Give back only the lines from the one containing "Query: vacuum hose" down through the last line below, with "railing" switched to "handrail" and everything else left unchanged.

-=-=-

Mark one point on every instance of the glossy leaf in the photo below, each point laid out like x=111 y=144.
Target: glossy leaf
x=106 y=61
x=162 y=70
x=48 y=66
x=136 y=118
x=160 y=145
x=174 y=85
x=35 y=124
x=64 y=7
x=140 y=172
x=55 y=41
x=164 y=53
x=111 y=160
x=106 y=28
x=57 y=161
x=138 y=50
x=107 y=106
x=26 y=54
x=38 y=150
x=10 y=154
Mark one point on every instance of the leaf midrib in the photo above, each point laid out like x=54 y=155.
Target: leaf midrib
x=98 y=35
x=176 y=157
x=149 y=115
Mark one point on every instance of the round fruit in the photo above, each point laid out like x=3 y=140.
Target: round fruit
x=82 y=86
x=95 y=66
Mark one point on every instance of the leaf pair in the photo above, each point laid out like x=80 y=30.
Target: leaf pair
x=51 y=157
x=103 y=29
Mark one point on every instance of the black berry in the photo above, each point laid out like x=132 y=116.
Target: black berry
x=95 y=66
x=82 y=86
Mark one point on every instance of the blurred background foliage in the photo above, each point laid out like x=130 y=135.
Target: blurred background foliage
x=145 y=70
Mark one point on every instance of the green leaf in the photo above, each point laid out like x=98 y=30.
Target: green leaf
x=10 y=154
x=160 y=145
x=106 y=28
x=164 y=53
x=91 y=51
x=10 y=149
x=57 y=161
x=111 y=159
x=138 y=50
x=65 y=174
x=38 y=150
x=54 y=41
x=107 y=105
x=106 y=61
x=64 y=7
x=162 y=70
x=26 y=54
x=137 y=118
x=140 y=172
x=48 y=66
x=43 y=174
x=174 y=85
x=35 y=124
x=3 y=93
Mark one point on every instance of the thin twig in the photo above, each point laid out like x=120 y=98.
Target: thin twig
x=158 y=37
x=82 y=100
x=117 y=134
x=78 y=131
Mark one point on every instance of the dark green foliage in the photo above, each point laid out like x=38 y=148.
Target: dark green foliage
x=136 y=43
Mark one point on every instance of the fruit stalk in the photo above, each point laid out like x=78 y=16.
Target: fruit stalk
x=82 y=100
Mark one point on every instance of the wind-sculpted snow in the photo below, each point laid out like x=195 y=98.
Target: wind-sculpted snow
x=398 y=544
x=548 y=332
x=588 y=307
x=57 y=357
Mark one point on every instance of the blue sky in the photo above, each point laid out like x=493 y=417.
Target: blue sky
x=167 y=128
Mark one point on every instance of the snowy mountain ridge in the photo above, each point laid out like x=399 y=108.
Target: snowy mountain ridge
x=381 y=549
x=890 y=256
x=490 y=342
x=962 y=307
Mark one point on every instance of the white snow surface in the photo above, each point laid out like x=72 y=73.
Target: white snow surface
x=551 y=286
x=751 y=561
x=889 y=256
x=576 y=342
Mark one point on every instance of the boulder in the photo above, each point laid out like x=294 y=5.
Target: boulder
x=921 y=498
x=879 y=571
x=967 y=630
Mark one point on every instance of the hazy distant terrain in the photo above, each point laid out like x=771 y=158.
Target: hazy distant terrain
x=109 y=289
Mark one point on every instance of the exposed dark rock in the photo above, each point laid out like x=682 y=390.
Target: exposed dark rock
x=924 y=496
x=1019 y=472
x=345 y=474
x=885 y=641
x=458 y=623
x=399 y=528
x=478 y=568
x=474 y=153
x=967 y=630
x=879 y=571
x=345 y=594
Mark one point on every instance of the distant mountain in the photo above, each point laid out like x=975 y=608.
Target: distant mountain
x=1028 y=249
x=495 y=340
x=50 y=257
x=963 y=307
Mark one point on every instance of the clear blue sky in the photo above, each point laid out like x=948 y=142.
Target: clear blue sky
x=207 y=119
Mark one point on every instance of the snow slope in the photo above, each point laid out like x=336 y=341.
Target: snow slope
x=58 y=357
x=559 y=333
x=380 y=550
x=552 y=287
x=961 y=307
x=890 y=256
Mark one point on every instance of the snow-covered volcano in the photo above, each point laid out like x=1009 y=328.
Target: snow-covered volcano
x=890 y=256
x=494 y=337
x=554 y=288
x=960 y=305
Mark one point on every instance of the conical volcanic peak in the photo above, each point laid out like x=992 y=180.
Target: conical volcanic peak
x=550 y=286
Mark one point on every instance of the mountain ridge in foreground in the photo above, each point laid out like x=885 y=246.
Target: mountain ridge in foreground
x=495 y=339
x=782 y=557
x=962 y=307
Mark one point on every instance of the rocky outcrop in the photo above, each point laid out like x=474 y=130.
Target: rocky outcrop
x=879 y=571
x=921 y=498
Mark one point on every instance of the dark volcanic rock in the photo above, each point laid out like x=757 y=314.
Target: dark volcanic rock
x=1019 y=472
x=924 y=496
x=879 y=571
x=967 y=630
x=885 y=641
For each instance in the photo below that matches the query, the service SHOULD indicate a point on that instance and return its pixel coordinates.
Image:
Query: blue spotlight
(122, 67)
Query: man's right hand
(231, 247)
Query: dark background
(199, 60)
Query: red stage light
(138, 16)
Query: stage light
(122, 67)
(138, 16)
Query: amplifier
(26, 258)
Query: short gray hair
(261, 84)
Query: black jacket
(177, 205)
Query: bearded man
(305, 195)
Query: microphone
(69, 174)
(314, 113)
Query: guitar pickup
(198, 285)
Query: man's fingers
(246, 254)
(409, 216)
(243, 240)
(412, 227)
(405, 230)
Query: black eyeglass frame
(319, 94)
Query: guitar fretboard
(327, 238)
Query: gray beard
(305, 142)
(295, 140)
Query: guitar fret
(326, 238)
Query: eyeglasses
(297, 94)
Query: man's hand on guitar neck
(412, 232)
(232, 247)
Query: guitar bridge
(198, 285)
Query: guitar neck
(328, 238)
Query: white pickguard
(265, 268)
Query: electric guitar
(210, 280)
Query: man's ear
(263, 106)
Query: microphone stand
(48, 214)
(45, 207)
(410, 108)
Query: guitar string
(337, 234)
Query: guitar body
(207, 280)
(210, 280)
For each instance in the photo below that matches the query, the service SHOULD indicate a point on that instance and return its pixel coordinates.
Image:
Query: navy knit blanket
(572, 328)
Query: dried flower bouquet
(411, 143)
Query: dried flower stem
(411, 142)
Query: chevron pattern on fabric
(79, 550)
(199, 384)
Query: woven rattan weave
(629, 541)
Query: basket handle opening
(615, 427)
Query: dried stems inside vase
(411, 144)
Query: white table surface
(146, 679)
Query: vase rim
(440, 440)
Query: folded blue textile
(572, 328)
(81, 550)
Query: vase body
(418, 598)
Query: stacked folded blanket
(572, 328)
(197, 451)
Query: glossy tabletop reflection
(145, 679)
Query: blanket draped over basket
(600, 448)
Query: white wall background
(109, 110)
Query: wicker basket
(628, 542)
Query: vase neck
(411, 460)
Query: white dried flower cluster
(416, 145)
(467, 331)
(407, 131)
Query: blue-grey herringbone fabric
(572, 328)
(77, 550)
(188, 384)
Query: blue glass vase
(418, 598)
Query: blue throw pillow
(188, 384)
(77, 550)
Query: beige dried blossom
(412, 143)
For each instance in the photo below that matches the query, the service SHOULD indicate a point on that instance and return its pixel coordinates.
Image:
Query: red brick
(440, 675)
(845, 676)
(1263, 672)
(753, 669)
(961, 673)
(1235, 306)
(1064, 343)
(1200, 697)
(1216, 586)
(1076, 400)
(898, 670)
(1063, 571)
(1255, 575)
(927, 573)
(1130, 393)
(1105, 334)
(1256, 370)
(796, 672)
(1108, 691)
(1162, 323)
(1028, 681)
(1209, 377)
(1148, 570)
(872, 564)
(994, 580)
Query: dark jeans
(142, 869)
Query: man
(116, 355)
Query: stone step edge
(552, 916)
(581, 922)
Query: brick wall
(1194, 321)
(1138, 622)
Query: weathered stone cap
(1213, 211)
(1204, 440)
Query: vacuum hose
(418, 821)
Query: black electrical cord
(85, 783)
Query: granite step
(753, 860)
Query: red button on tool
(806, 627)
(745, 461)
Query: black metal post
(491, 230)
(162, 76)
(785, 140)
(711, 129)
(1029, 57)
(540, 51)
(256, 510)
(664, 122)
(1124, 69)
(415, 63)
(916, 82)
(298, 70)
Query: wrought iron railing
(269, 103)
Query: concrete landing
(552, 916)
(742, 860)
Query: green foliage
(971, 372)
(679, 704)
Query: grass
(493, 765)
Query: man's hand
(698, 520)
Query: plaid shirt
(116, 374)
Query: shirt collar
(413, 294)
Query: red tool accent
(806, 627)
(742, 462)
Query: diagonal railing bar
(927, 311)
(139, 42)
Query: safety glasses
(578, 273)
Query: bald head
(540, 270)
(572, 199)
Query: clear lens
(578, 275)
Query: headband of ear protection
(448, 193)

-=-=-

### Task solution
Query: vacuum hose
(418, 821)
Query: black electrical cord
(85, 783)
Query: granite step
(753, 860)
Query: red button on tool
(806, 627)
(745, 461)
Query: black metal post
(491, 230)
(162, 76)
(785, 140)
(711, 129)
(1029, 57)
(540, 51)
(256, 510)
(664, 122)
(1124, 69)
(415, 63)
(916, 82)
(298, 70)
Query: wrought iron handrail
(269, 103)
Query: concrete landing
(552, 916)
(742, 860)
Query: green foliage
(971, 372)
(679, 704)
Query: grass
(493, 765)
Query: man's hand
(698, 520)
Query: plaid shirt
(116, 374)
Query: shirt collar
(413, 294)
Query: red tool accent
(806, 627)
(742, 462)
Query: diagonal handrail bar
(927, 311)
(139, 42)
Query: safety glasses
(578, 273)
Query: bald head
(540, 270)
(572, 199)
Query: clear lens
(578, 275)
Query: headband of ear protection
(448, 193)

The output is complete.